● **PASSAGE PROVIDED**:
Capture full verifier logs in CI for BPF programs. Compiler changes can alter bytecode shape enough to change verifier outcomes.

Missing BTF Troubleshooting

CO-RE and fentry/fexit depend on BTF availability. First check:

ls -l /sys/kernel/btf/vmlinux
sudo bpftool btf dump file /sys/kernel/btf/vmlinux format raw | head
sudo bpftool feature probe kernel | grep -i btf

If BTF is missing:

  • install the distribution kernel BTF or debug package if available
  • generate a BTF file only if your build process supports it and the kernel allows it
  • fall back to tracepoints, kprobes, or non-CO-RE builds where appropriate
  • treat vendor kernels and backports as separate targets

If BTF exists but relocation fails:

  • confirm the target type exists on that kernel
  • check field renames or layout differences
  • inspect compiled object BTF
  • verify the loader is using the expected object and target kernel
  • check architecture-specific differences

Kernel Compatibility

Kernel version is a weak proxy. Distribution kernels backport features, disable configs, or carry patches. A 5.15 enterprise kernel and an upstream 5.15 kernel may not expose the same practical BPF surface.

● **TASKS TO COMPLETE**:
1. In the BPF troubleshooting notes, list every check given for when BTF exists but relocation fails.
2. Answer these from the BPF troubleshooting notes:
(a) What should be captured in CI for BPF programs?
(b) Which two features depend on BTF availability?
(c) What three things do distribution kernels do that make kernel version a weak proxy?
3. Carry the BPF troubleshooting notes forward, starting right after their last sentence.

● **DATA LISTING**:

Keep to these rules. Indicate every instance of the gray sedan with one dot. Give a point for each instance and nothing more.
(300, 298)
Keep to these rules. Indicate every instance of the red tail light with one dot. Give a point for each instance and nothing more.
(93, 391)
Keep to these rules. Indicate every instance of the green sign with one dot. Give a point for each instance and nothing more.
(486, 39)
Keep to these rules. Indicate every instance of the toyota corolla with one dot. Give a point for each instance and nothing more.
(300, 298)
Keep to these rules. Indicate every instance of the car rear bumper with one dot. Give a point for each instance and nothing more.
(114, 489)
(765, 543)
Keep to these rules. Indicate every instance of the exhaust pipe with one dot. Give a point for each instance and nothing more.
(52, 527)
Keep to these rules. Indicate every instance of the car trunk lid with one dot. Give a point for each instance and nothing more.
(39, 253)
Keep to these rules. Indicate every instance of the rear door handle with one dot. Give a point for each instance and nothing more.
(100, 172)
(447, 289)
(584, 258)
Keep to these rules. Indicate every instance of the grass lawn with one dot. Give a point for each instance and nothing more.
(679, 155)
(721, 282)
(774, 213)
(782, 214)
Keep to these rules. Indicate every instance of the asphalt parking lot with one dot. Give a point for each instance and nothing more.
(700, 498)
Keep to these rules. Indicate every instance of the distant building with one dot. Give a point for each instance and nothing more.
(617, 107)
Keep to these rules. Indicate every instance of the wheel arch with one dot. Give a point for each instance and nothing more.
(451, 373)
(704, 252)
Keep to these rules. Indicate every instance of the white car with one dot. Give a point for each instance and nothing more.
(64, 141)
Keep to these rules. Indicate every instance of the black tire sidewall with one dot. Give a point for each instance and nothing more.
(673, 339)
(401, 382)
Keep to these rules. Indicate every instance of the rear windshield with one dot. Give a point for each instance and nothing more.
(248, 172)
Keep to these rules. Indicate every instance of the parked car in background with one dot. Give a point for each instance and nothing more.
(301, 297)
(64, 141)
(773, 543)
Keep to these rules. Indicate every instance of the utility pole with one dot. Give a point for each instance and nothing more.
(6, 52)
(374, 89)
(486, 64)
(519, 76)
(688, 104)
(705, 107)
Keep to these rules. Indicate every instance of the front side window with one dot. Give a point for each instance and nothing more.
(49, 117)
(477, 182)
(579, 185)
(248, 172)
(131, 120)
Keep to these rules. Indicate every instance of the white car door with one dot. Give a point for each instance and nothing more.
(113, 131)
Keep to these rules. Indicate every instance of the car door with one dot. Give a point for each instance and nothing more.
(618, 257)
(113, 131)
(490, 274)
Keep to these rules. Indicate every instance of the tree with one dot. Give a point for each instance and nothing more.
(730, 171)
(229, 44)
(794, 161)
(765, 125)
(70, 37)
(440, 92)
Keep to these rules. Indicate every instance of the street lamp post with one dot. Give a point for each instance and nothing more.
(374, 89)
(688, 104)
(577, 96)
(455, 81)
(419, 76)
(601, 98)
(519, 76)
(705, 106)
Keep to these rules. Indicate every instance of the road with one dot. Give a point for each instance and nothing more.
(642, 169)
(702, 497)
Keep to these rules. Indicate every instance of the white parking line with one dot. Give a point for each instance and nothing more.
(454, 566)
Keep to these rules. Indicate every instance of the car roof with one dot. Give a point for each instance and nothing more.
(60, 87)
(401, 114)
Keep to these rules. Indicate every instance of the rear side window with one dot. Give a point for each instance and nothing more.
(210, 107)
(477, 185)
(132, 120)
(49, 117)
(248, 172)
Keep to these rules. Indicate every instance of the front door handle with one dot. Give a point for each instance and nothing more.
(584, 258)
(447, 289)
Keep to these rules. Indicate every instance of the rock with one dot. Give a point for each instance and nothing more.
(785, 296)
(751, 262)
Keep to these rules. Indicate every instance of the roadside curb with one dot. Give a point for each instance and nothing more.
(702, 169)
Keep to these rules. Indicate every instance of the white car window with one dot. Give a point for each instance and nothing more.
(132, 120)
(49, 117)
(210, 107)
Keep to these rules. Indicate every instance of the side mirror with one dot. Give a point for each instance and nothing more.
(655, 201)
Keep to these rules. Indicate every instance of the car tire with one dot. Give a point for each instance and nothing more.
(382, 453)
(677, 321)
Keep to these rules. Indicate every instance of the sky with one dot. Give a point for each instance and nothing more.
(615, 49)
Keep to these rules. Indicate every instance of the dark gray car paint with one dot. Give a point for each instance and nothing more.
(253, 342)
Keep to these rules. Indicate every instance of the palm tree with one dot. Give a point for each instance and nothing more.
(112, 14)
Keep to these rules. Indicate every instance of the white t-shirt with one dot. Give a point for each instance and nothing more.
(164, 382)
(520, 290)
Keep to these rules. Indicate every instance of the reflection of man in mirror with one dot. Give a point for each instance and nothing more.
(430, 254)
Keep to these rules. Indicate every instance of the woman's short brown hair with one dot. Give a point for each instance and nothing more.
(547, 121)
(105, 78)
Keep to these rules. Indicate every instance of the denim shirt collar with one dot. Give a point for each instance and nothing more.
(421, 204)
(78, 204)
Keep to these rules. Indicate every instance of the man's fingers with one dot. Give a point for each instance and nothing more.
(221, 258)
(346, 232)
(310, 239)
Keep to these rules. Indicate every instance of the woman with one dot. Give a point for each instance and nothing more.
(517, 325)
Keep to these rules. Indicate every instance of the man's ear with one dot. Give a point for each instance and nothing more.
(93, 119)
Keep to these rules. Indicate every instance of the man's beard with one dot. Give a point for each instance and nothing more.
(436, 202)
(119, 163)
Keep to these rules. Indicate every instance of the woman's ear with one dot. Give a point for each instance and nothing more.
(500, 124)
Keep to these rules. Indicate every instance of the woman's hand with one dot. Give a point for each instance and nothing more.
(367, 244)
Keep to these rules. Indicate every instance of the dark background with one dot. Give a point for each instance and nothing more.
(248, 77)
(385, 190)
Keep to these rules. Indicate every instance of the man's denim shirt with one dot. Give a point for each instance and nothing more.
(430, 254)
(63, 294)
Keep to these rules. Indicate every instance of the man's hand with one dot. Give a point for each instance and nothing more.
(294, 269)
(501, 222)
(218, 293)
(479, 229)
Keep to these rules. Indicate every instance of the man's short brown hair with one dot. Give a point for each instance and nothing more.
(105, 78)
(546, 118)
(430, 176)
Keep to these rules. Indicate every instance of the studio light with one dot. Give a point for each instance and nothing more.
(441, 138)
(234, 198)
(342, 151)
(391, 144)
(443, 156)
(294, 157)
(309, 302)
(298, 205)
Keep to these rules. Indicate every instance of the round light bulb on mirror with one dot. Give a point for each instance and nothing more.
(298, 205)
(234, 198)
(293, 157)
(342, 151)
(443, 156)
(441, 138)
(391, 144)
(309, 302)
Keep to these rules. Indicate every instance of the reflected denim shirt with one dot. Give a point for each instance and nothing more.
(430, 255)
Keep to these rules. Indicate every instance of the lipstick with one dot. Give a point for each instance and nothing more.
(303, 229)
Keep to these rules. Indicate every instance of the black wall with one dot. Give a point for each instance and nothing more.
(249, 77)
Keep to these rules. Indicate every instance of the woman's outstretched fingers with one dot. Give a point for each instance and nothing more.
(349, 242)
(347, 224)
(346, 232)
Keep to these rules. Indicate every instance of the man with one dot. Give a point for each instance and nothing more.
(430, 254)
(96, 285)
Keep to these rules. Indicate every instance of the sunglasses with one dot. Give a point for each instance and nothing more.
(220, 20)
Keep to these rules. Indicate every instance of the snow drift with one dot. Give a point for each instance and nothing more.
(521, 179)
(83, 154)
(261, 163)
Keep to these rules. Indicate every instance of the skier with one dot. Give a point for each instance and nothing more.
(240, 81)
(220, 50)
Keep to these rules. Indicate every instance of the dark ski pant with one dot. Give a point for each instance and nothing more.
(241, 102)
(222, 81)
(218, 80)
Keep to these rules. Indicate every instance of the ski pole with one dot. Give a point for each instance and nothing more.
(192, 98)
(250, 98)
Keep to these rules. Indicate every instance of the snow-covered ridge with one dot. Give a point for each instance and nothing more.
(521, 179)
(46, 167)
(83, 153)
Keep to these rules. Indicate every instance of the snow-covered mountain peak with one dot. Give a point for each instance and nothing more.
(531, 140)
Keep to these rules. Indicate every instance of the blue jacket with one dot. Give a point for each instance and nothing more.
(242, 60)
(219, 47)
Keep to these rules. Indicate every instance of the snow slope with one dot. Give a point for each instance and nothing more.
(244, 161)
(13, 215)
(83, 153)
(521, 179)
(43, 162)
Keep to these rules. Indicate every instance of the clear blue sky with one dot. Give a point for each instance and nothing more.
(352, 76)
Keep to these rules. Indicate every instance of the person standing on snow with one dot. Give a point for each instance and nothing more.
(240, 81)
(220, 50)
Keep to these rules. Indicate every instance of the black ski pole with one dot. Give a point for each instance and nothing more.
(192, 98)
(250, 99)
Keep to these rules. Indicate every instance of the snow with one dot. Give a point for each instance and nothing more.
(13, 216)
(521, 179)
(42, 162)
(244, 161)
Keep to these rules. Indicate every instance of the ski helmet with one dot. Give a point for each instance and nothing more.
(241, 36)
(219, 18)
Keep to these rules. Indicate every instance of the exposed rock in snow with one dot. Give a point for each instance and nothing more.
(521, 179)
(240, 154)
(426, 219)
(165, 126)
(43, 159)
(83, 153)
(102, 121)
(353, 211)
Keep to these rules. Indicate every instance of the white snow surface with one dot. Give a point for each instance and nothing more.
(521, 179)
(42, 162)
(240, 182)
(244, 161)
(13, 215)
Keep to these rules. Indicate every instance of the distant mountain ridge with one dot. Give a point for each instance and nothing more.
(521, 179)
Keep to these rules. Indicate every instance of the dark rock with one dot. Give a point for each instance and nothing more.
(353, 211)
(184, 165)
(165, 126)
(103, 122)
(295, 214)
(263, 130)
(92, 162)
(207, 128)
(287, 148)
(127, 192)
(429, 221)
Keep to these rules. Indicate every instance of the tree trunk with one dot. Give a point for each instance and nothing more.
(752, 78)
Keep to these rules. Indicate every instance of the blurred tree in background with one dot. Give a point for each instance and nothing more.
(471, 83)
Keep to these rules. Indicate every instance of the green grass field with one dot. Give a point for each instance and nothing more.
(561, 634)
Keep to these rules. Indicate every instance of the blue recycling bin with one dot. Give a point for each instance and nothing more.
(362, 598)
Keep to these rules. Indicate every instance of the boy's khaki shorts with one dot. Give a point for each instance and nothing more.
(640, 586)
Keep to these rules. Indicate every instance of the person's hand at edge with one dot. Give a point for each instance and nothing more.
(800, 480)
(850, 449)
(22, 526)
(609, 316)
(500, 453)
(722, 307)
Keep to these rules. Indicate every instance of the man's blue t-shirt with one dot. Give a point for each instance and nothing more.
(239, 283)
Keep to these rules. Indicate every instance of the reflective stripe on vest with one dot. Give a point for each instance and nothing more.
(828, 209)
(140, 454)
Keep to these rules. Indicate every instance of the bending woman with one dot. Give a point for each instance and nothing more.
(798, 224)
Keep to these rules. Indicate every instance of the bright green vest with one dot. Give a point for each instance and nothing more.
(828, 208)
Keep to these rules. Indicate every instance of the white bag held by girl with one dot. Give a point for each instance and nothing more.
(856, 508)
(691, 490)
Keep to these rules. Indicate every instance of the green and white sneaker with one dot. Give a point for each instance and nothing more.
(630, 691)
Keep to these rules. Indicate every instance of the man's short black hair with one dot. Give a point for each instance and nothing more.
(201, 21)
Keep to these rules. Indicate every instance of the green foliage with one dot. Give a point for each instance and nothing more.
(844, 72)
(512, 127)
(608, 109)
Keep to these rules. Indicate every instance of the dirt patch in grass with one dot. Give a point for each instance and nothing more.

● **ANSWERS FOR THE EXERCISE**:
1.
- confirm the target type exists on that kernel
- check field renames or layout differences
- inspect compiled object BTF
- verify the loader is using the expected object and target kernel
- check architecture-specific differences

2.
(a) Full verifier logs.
(b) CO-RE and fentry/fexit.
(c) They backport features, disable configs, or carry patches.

3.
Compatibility matrix fields:

FieldWhy it matters
kernel release and distrofeature and backport baseline
architectureJIT, ABI, register conventions, stack unwinding
BTF presenceCO-RE and fentry/fexit
helper and map supportprogram load success
lockdown and capabilitiespermissions to load and attach
cgroup modeworkload attribution and cgroup hooks
container runtimecgroup and namespace mapping

Use bpftool feature probe in preflight checks. Do not rely only on uname -r.

CO-RE Portability Troubleshooting

CO-RE failures usually come from a mismatch between compiled expectations and target kernel types.

Runbook:

llvm-objdump -h program.bpf.o
bpftool btf dump file program.bpf.o format raw | head
bpftool btf dump file /sys/kernel/btf/vmlinux format c > /tmp/vmlinux.h
grep -n "struct task_struct" /tmp/vmlinux.h | head

Decision table:

SymptomInterpretationAction
no .BTF in objectobject was not built with BTFfix compile flags and target
target has no vmlinux BTFhost lacks kernel BTFinstall BTF package or use fallback
field relocation failsfield absent or renameduse CO-RE existence checks or version-specific fallback
program loads on one distro onlybackport or config differenceexpand feature matrix
fentry attach failsfunction not traceable or BTF mismatchuse tracepoint or kprobe fallback

Production Runbook

Before running a tracer:

  1. State the question in one sentence.
  2. Pick the narrowest stable attach point.
  3. Define filters and sampling.
  4. Define captured fields and privacy handling.
  5. Define duration and rollback.
  6. Watch tracer health while it runs.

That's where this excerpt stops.